Cantor’s spokesman, however, noted that an appropriations bill already passed by the House and awaiting action in the Democratic-controlled Senate includes additional money to replenish the FEMA disaster fund.

“That funding was offset,” said the spokesman, Brad Dayspring. “The Senate has thus far failed to act on that legislation.”

While the appropriations bill is for fiscal year 2012, which begins October 1, the money could be used for disasters that occurred in fiscal 2011.

“People and families affected by these disasters will certainly get what they need from their federal government,” Dayspring said. “The goal should be to find ways to pay for what is needed whenever possible. That is the responsible thing to do. ”

States can request FEMA Disaster Relief Fund assistance once the president declares a federal disaster within their borders. Most of the Eastern and Northeast states hit by Irene already have that designation.

Federal officials say they don’t yet know how much money will be needed for all the emergency operations associated with Irene. After a series of destructive tornadoes earlier this year, including one that leveled a large swath of Joplin, Missouri, FEMA announced Monday that it was not approving new long-term reconstruction projects in order to ensure it has enough money for immediate emergency funding needs.

“Historically, when the balance in our Disaster Relief Fund has been under the range of $1 billion, we have employed this strategy,” a FEMA statement said.

Rachel Racusen, a FEMA spokesperson, said in a statement that the revised funding strategy “prioritizes the immediate, urgent needs of survivors and states when preparing for or responding to a disaster.”

“This strategy will not affect the availability of aid that any disaster survivors are receiving for recent disasters, such as tornadoes or flooding, or our response operations for Hurricane Irene or any event in the coming weeks or months,” Racusen said.

Missouri legislators worried that FEMA was shifting priority from Joplin’s recovery to focus on Irene because of the funding crunch.

“Recovery from hurricane damage on the East Coast must not come at the expense of Missouri’s rebuilding efforts,” Republican Sen. Roy Blunt said in a statement Monday. “If FEMA can’t fulfill its promise to our state because we have other disasters, that’s unacceptable, and we need to take a serious look at how our disaster response policies are funded and implemented.”

To Price, the problem is the Republican demand for spending offsets, which he said ended up pitting regions against each other for needed emergency funding.

“I’m just very impatient and I think the American people are going to be impatient with any attempt to hold these funds hostage to political objectives,” he said.

A Democratic Senate appropriations aide told CNN on condition of not being identified that the FEMA disaster fund was at $772 million on Tuesday morning, and that it would be about a week before the agency can estimate the costs associated with Hurricane Irene.

The House appropriations bill for the Department of Homeland Security, which includes FEMA, will come up in the Senate Appropriations Committee on September 6, according to the Senate aide.

It doubled the original $1.8 billion requested by President Barack Obama for fiscal 2012, adding $850 million for emergency funding that was offset by cuts in other DHS programs including the Coast Guard, first responders and FEMA, the aide said.

In addition, House Appropriations Committee Chairman Robert Aderholt, R-Alabama, added another $1 billion for the Disaster Relief Fund that was offset by cutting funds for a fuel-efficient vehicles program, according to the aide.

Democrats take issue with cuts to Homeland Security funding to offset additional emergency funding, the aide noted. In July, Sen. Mary Landrieu, D-Louisiana, who chairs the Homeland Security Appropriations subcommittee, criticized the House appropriations bill as “short-sighted.”

Even the White House got involved in the fracas, with Press Secretary Jay Carney telling reporters Tuesday that he wished Cantor and other conservative Republicans had the same commitment to spending offsets “when they ran up unprecedented bills and never paid for them” during the administration of President George W. Bush.

That prompted a quick response from Cantor’s office, which said: “The goal should be to find ways to pay for what is needed when possible. In the face of a $14 trillion national debt, that is the responsible thing to do.”

__Written problem 1__
How much money did the FEMA funding article say the disaster fund held on Tuesday morning?
__Written problem 2__
Rewrite the part of the FEMA funding article that starts at "The House appropriations bill for" and stops after "the aide said.", swapping "September 6" for "September 13".

(Dataset records about object locations)
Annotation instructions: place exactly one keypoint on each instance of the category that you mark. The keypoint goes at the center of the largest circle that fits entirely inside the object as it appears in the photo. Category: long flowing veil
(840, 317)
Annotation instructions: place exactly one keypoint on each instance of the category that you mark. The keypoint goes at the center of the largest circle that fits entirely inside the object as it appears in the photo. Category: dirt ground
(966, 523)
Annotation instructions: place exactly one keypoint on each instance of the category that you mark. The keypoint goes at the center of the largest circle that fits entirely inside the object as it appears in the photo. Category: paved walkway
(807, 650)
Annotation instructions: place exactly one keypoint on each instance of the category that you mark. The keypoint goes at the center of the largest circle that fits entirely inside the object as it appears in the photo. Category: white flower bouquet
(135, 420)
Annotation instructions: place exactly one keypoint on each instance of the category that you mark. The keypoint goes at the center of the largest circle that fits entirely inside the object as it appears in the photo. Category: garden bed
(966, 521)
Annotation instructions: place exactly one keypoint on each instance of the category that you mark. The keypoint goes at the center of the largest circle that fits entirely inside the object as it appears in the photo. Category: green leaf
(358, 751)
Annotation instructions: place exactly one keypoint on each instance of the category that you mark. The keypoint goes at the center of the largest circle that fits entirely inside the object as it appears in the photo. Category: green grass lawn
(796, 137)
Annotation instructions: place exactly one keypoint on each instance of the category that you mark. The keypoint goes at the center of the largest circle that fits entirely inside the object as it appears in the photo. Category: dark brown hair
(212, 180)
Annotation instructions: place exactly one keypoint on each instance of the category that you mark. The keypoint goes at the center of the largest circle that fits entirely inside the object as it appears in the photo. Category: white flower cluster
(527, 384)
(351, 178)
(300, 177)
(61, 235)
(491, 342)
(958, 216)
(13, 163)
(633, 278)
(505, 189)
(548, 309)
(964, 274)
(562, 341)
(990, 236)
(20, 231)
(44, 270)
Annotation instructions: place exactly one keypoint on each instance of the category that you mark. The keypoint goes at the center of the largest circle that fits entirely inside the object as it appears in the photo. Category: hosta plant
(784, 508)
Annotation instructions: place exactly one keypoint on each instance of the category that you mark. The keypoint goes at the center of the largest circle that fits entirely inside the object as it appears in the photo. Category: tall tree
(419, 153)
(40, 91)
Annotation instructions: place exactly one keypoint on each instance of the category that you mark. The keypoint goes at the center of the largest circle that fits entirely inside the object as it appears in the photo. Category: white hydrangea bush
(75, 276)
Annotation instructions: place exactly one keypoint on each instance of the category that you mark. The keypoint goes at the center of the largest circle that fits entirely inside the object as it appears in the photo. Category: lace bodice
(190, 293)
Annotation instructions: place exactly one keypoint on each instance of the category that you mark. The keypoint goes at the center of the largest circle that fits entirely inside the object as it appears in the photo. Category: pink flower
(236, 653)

__Complete output 1__
$772 million

__Complete output 2__
The House appropriations bill for the Department of Homeland Security, which includes FEMA, will come up in the Senate Appropriations Committee on September 13, according to the Senate aide.

It doubled the original $1.8 billion requested by President Barack Obama for fiscal 2012, adding $850 million for emergency funding that was offset by cuts in other DHS programs including the Coast Guard, first responders and FEMA, the aide said.